ФРАГМЕНТ ДЛЯ ЧТЕНИЯ ->
Веселая жизнь! Мало того, что Малюгин пишет мне уничтожающие письма мелким почерком, он еще считает, что недостаточно выругался и шлет мне через день продолжение ссоры, запечатав его в конверт и прилепив почтовую марку. Кто сказал, что у этого человека мягкий характер? Кто выдумал этот миф о беззащитности малюгинской души? Это все выдумала я – вечная сумасбродка и женщина, лишенная благоразумия. За то и несу тяжелую кару… Отвечать на ваши письма, милый мой Лёня, немыслимо. Отбрехиваться не хочу. Как же быть? Приезжайте, поговорим с вами по душам. А знаете, я все-таки могла бы вам состроить липку с этими вашими последними письмами, но нет желания по двум причинам: 1) я все-таки к вам хорошо отношусь, зачем же мне обижать вас ради обиды, ради самолюбия – без пользы для вас? 2) я, признаться, так рада была узнать, что вы (это перо очень плохое и делает кляксы, простите) живы и здоровы и находитесь в Ленинграде. И это мне кажется самым счастливым и самым важным. Я, милый, очень волновалась за вас и вроде даже ночи не спала. И, наконец, Григорий посоветовал мне послать вам телеграмму, а я, дура, стеснялась…

Письма сложная вещь – это я вам давно говорила, но есть некоторые вещи еще сложнее – это сама жизнь… (Это из серии афоризмов Бурлаченко.) Ваши письменные интонации определить почти невозможно, тем более что и в жизни-то они у вас довольно загадочные и невнятные. Обижаться на футбольное письмо – это собачий бред. Кстати, я была еще на двух матчах – «Спартак» – тбилисское «Динамо» и «Спартак» – «Сталинец». И видела, как, бегая по колено в воде, «Спартак» завоевал кубок, и стала такой безумной болельщицей и так все понимаю, что, право же, вы должны быть довольны. Я уже изучила в тонкостях все правила и методы игры, узнаю всех спартаковцев в лицо, кричу «Коля, нажми!» и знаю, что такое «дубль-ве». Одним словом, я образованная и не понимаю, почему бы вам меня не похвалить. <…>

Как, по-вашему, – мы с вами друзья или нет? Вообще, как это называется – такие отношения? Я очень долго ковырялась в себе и все-таки не нашла ничего предосудительного и ничего такого – чего бы я могла стыдиться. На всякий случай, имейте в виду, что я все-таки стерва. Я должна была бы наговорить вам гадостей и как-нибудь ужасно разочаровать в себе, а я этого не сделала и не сделаю. Не хочется очень. Значит, я хитрая? Ну а хитрые – тоже люди. Все мы не гиганты и все хотим жить, пить, есть, спать и видеть в чужих глазах свое отражение. Я же вам писала тогда, что все, что я в силах сделать – это открыть свои карты, я, по-моему, это и сделала. Очень не хочется быть нечестной, особенно с вами.

Черкните мне какое-нибудь доброе слово – о том, что вы не маленький и сами знаете, как жить, и что в моем беспокойстве не нуждаетесь, и что вы знаете – чего вы хотите и умеете этого добиться, ну а если нет – тогда плюете и не горюете. Напишите.

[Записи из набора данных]

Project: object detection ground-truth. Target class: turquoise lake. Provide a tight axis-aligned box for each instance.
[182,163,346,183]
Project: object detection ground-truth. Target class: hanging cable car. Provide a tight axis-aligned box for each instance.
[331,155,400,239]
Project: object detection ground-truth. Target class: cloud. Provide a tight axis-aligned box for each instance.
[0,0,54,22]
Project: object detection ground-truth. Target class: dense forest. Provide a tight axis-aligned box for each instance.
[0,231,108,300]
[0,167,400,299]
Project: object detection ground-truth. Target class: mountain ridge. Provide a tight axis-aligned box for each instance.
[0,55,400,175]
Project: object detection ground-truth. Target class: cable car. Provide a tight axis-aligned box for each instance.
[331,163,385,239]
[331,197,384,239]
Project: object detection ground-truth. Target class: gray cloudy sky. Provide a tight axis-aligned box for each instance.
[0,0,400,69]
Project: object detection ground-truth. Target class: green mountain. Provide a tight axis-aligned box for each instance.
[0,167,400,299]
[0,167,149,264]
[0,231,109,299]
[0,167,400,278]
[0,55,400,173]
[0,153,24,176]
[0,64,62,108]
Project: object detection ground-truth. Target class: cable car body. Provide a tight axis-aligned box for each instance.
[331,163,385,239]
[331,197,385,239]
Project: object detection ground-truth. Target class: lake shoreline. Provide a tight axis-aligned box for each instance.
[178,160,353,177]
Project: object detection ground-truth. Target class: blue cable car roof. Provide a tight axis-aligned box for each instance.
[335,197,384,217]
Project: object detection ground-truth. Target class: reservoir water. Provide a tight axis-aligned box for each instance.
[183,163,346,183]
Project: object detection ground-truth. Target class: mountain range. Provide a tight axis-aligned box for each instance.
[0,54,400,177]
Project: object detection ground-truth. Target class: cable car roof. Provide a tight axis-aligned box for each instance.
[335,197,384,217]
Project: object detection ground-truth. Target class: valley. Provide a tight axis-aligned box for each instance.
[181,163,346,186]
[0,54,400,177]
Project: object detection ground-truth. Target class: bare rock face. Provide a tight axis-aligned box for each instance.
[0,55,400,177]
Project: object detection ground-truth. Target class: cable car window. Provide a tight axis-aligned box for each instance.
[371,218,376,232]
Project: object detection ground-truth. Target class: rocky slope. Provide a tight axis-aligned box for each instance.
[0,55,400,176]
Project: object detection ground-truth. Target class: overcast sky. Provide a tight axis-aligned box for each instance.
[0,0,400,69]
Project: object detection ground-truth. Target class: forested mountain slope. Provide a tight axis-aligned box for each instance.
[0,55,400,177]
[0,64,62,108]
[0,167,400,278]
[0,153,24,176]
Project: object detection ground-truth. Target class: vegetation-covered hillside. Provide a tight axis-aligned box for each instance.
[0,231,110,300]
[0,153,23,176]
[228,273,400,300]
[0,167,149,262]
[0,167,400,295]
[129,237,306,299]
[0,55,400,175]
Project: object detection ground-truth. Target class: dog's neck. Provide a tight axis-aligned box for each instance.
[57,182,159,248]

ЗАДАНИЯ ->
1. Ответьте по письму на вопросы:
(а) В каком городе, как узнала автор письма, находится Лёня?
(б) Из серии чьих афоризмов взята фраза о том, что сама жизнь сложнее писем?
(в) На каких двух матчах еще побывала автор письма?
2. Преобразуйте строки листинга в нумерованный список, начиная со строки, содержащей "Target class: vegetation-covered", и заканчивая последней строкой листинга. Обе границы включите, пустые строки пропустите.
Письмо и листинг между собой никак не связаны.

ОТВЕТЫ ПО ПОРЯДКУ ->
1.
(а) В Ленинграде.
(б) Из серии афоризмов Бурлаченко.
(в) «Спартак» – тбилисское «Динамо» и «Спартак» – «Сталинец».

2.
1. Project: object detection ground-truth. Target class: vegetation-covered hillside. Provide a tight axis-aligned box for each instance.
2. [0,231,110,300]
3. [0,153,23,176]
4. [228,273,400,300]
5. [0,167,149,262]
6. [0,167,400,295]
7. [129,237,306,299]
8. [0,55,400,175]
9. Project: object detection ground-truth. Target class: dog's neck. Provide a tight axis-aligned box for each instance.
10. [57,182,159,248]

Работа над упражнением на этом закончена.